Tarea A => Devuelve sin ningún cambio las líneas de las filas, desde la que contiene "out the pearl" hasta la que contiene "x=33, y=242", con ambas incluidas.

Texto para leer =>
==*==
“Los que reclamaban el ajuste, ahora se oponen” (J.
Capitanich, Jefe de Gabinete de Ministros)
Hubiera podido decir, con la misma veracidad: “Los que
negábamos el ajuste, ahora reconocemos que ellos tenían razón”.
Toda verdad a medias rayan en el engaño.
El ajuste es necesario por el desajuste previo, que fue
advertido por la oposición por lo menos en el último lustro. Desde esta columna
lo dijimos antes, ya en el 2004.
Un mega-ajuste como el que corona “la década ganada” tiene
poco que ver con sorpresas ajenas. No hubo caída de precios internacionales
–como le pasó a Alfonsín-, no hubo crisis sistémicas que nos alcanzaran, como
la de Rusia, México o la devaluación de Brasil que golpearon a Menem en los 90.
No hubo tampoco una suba exponencial de tasas de interés en el mundo que
castigara a los deudores, como ocurrió con de la Rúa, en el 99.
Acá hubo buenos precios, buenas exportaciones, no se pagó
deuda, existió récord de recaudación, y hubo salarios en dólares ínfimos
durante una década. Lo que también hubo fue una pésima gestión que desajustó la
economía cuando había excedentes, y debe ajustar cuando se acabaron las
reservas.
Las diferentes oposiciones alertaron sobre la inviabilidad
de esta política desde el comienzo y fueron acentuando las alertas en los
últimos años. Las respuestas fueron soberbias, intemperantes y condenatorias. Y
en lugar de reconocer ese error y convocar con humildad a la unidad nacional,
imprescindible para corregirlo generando confianza, se persiste en la misma soberbia
autista.
==*==
Tarea B => Retoma la columna sobre el ajuste económico y sigue escribiéndola a partir de su última oración.
==*==
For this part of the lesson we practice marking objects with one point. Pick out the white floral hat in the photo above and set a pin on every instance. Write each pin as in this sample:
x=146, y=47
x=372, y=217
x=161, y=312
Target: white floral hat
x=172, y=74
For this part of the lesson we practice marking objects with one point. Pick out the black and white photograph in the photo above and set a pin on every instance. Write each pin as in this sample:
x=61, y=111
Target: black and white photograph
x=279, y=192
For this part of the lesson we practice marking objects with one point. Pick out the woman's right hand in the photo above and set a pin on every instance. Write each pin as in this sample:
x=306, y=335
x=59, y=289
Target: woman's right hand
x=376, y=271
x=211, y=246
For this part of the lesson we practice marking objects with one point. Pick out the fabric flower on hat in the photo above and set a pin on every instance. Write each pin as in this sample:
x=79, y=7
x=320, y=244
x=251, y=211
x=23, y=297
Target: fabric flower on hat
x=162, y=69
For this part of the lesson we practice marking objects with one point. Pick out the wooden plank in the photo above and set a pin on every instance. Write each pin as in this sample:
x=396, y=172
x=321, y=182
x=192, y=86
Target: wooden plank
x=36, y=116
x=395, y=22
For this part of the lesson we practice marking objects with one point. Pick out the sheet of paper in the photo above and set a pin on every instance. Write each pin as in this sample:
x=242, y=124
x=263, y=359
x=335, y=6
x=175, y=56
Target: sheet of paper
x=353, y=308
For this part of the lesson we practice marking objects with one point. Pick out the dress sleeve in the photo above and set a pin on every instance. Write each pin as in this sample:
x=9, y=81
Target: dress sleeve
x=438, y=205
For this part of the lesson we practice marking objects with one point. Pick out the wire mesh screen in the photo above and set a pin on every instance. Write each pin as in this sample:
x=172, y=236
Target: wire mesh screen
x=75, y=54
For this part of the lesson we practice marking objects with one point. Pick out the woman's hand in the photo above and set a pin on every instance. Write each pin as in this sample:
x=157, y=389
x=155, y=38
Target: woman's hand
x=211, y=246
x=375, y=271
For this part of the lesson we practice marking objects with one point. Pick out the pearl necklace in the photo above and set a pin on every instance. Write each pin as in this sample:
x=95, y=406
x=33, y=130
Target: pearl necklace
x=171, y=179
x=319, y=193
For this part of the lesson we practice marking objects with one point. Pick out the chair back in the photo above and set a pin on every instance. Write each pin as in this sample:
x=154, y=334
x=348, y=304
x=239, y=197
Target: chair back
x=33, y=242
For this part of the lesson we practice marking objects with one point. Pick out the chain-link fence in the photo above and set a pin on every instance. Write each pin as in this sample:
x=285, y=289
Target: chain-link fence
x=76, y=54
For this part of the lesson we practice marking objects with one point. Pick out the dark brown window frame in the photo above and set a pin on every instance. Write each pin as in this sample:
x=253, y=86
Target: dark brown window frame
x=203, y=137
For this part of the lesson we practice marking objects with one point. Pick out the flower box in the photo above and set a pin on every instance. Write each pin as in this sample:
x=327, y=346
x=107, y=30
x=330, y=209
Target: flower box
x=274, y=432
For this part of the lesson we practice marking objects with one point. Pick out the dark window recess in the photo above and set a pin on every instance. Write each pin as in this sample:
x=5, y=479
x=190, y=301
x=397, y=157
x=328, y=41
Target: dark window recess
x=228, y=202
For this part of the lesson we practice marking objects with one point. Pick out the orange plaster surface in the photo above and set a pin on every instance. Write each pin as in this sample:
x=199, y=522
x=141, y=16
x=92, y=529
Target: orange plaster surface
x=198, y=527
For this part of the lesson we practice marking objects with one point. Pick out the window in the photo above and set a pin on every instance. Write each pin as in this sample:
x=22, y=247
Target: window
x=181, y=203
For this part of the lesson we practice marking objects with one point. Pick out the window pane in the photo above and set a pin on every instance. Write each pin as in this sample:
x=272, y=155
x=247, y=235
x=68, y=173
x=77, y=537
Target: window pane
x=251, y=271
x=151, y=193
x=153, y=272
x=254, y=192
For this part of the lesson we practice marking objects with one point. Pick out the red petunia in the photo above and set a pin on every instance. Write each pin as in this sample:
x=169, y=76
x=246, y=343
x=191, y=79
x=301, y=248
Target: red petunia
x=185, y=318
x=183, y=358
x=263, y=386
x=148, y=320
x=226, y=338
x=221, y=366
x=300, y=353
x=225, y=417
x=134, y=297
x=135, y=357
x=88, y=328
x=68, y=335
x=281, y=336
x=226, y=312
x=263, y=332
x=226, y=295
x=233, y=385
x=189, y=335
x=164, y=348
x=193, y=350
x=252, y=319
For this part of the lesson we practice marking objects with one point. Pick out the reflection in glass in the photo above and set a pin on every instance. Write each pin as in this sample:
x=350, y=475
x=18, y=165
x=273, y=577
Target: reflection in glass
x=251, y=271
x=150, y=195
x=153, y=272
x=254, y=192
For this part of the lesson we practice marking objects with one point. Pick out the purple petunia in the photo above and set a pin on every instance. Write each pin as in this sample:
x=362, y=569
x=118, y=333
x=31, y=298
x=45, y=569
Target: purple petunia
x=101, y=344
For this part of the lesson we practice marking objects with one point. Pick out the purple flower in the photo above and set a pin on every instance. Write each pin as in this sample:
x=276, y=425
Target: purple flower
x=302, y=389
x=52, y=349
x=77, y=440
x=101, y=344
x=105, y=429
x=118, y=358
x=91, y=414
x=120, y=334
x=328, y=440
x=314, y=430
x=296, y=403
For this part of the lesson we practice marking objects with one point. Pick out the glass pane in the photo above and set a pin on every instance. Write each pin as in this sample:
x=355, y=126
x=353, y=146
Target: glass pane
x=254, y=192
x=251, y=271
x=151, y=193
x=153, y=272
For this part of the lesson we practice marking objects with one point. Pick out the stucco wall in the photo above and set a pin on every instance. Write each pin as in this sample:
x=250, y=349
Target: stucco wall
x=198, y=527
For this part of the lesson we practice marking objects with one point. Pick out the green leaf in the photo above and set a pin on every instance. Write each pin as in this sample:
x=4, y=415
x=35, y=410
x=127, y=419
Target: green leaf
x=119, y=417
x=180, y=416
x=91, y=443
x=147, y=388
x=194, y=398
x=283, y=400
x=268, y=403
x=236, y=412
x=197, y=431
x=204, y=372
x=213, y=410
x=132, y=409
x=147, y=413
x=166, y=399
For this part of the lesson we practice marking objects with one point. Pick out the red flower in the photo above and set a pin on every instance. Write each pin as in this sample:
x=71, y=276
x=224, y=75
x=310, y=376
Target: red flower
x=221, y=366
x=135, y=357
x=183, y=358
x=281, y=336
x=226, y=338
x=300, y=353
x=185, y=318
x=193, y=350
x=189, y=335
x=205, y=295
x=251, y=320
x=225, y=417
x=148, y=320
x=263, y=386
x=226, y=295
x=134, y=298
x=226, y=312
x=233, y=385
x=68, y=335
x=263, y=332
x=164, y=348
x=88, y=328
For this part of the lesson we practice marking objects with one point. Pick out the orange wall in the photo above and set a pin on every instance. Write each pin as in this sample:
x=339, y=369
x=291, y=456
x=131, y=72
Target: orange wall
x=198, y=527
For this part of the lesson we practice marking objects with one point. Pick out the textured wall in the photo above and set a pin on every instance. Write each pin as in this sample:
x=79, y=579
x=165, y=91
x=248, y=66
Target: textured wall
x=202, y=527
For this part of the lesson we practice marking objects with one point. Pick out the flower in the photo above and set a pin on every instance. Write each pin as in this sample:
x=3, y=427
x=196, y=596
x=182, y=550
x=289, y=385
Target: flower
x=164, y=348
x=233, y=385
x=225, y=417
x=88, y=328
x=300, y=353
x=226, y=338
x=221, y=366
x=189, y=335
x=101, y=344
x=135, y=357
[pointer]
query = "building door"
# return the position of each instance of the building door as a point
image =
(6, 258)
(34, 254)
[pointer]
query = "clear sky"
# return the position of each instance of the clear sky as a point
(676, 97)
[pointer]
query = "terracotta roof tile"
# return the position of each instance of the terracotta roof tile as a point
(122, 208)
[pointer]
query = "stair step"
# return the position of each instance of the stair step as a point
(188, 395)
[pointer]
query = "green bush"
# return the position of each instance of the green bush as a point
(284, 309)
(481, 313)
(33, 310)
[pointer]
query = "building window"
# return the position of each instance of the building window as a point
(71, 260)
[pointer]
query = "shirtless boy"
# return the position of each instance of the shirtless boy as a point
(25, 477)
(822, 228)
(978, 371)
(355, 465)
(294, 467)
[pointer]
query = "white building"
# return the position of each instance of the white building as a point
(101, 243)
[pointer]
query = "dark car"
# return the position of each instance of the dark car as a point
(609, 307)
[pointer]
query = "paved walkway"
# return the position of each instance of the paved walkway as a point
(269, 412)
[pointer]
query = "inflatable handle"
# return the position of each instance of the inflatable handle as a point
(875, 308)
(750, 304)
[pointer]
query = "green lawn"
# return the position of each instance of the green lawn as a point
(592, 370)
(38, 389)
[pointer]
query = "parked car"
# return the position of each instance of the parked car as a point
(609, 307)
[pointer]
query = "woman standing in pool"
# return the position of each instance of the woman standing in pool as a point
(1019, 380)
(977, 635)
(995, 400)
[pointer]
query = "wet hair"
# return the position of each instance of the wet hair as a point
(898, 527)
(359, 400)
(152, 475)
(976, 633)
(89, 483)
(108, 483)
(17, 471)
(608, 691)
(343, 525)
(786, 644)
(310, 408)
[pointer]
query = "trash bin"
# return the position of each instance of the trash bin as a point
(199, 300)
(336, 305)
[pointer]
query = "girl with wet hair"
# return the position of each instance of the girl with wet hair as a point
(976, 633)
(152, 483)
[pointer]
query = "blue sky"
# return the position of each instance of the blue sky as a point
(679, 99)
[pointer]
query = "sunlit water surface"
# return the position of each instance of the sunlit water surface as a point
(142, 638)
==*==
Respuesta A =>
For this part of the lesson we practice marking objects with one point. Pick out the pearl necklace in the photo above and set a pin on every instance. Write each pin as in this sample:
x=95, y=406
x=33, y=130
Target: pearl necklace
x=171, y=179
x=319, y=193
For this part of the lesson we practice marking objects with one point. Pick out the chair back in the photo above and set a pin on every instance. Write each pin as in this sample:
x=154, y=334
x=348, y=304
x=239, y=197
Target: chair back
x=33, y=242

Respuesta B =>
Así se hizo en el tema energético, en el del congelamiento
de tarifas de servicios públicos que llevaban a la crisis de todos los
sistemas, en la megacorrupción del transporte, en el vaciamiento del BCRA y en
la virtual liquidación de la ANSES.
Mientras el gobierno no reconozca su error, su mensaje no
será creíble. En lugar de ayudar a la comprensión general de la situación
económica, prefiere seguir manipulando estadísticas, ocultando datos y
escondiendo el crecimiento real de la pobreza al dejar de elaborar las
estadísticas que, con los números más cercanos a la verdad a que son obligados
por aquellos a los que pasa el sombrero, queda a la luz.
El propio escandaloso grotesco del cálculo del PBI es otro
baldón. Por supuesto que es mejor pagar poco que mucho. Pero a condición de ser
honesto. Decidir la evolución del PBI por un capricho presidencial en lugar de
mostrar en forma transparente los números en los que se basa puede rendir en el
corto plazo como una mentira fraudulenta, pero será un nuevo baldón que se le
facturará al país.
Tal vez a la Señora y al “mundo K” vivir trampeando le
parezca sólo una picardía sin contenido moral. Para la gente normal que nos
mira y tiene negocios con Argentina, la conclusión es otra: otra vez mintiendo.
Otra vez en las andanzas. Otra vez trampeando.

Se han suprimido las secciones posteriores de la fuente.